Objective
Exclude images, then output the remaining data verbatim.

Records for processing
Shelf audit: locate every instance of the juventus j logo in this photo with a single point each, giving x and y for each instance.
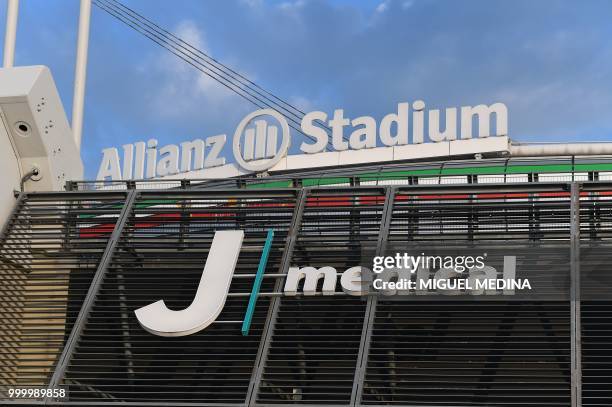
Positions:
(210, 298)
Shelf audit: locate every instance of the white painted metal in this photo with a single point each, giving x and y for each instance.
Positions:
(80, 73)
(10, 35)
(560, 149)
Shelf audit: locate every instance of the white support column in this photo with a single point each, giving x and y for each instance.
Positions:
(80, 72)
(11, 33)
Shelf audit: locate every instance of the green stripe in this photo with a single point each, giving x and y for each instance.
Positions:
(248, 317)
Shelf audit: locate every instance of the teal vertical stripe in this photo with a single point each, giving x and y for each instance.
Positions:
(248, 317)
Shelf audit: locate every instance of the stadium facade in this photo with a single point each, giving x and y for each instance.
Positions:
(77, 264)
(79, 260)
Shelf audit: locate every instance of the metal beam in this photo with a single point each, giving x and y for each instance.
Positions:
(370, 313)
(576, 341)
(268, 330)
(96, 283)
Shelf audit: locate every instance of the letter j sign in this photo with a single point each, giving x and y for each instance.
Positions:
(210, 297)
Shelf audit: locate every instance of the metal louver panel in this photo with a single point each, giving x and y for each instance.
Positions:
(47, 261)
(315, 342)
(447, 351)
(596, 297)
(161, 255)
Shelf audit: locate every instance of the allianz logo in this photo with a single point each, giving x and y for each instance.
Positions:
(219, 268)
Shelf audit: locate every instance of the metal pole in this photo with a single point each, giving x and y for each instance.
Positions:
(11, 33)
(80, 72)
(372, 301)
(268, 331)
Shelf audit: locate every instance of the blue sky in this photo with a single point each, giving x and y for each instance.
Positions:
(550, 61)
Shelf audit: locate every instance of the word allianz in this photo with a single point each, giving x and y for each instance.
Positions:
(411, 123)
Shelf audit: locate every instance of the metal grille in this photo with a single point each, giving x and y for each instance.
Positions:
(308, 350)
(160, 255)
(315, 341)
(47, 261)
(596, 297)
(437, 351)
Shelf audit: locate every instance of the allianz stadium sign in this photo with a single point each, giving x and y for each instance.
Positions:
(262, 140)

Result of this exercise
Shelf audit: locate every instance of the juventus j logo in this photo with a single point each, giving x and y for each instance.
Positions:
(210, 298)
Shelf audit: locate every instance of the white painted metal in this photo with a single point each, giving x and y for each instance.
Positions:
(80, 73)
(10, 35)
(560, 149)
Shelf audit: locate every instance of the white support column in this photo with a single point each, giving x and y for each instance.
Positions:
(80, 72)
(11, 33)
Shelf audit: locate every instance of the green stripe in this photo with a single point each, giving x and y for each instance.
Positions:
(248, 317)
Shelf audit: locate every instance of the teal vertical stripe in this photo with a single point each, giving x and y for each instance.
Positions:
(248, 317)
Shelf audit: locate every instance of the stadium facade in this photo with a single point each, giving x and y for each instance.
Positions:
(77, 264)
(79, 260)
Shelf audit: locate every instance of the metal beam in this photo with a single point each, giving x and y for each instance.
Positions:
(370, 313)
(576, 341)
(268, 330)
(96, 283)
Shelf audit: locate every instance of the letter j sign in this photo with a single point each, giving x and y for each instance.
Positions:
(210, 297)
Shelf audit: locate every instance of the metal louver panel in this photo with a single point each, giving x and y for each instance.
Positions:
(47, 261)
(315, 342)
(447, 351)
(596, 297)
(161, 255)
Shelf audit: locate every instance of the allianz logo in this photo with a single point each, giving x and y for each instance.
Positions:
(219, 268)
Shelf audit: locate every instance of the metal pole in this photo with a single point each, giving x and y for each instance.
Positions:
(11, 33)
(80, 72)
(372, 301)
(268, 331)
Shelf audit: locate every instance of the blue sky in this photo with a single point each, giving x and y for each instance.
Positions:
(550, 61)
Shelf audit: locate every instance of the word allianz in this photo with a single point each, giving x and y for each instance.
Positions:
(411, 123)
Shelf audit: locate every instance of the metal grille in this photo with a single point each, giving x and y for each instance.
Positions:
(308, 350)
(160, 255)
(315, 341)
(47, 261)
(596, 297)
(437, 351)
Shelf audit: locate every instance of the allianz stadium sign in this photo with a single point each, giving x and y for each instance.
Positions:
(262, 140)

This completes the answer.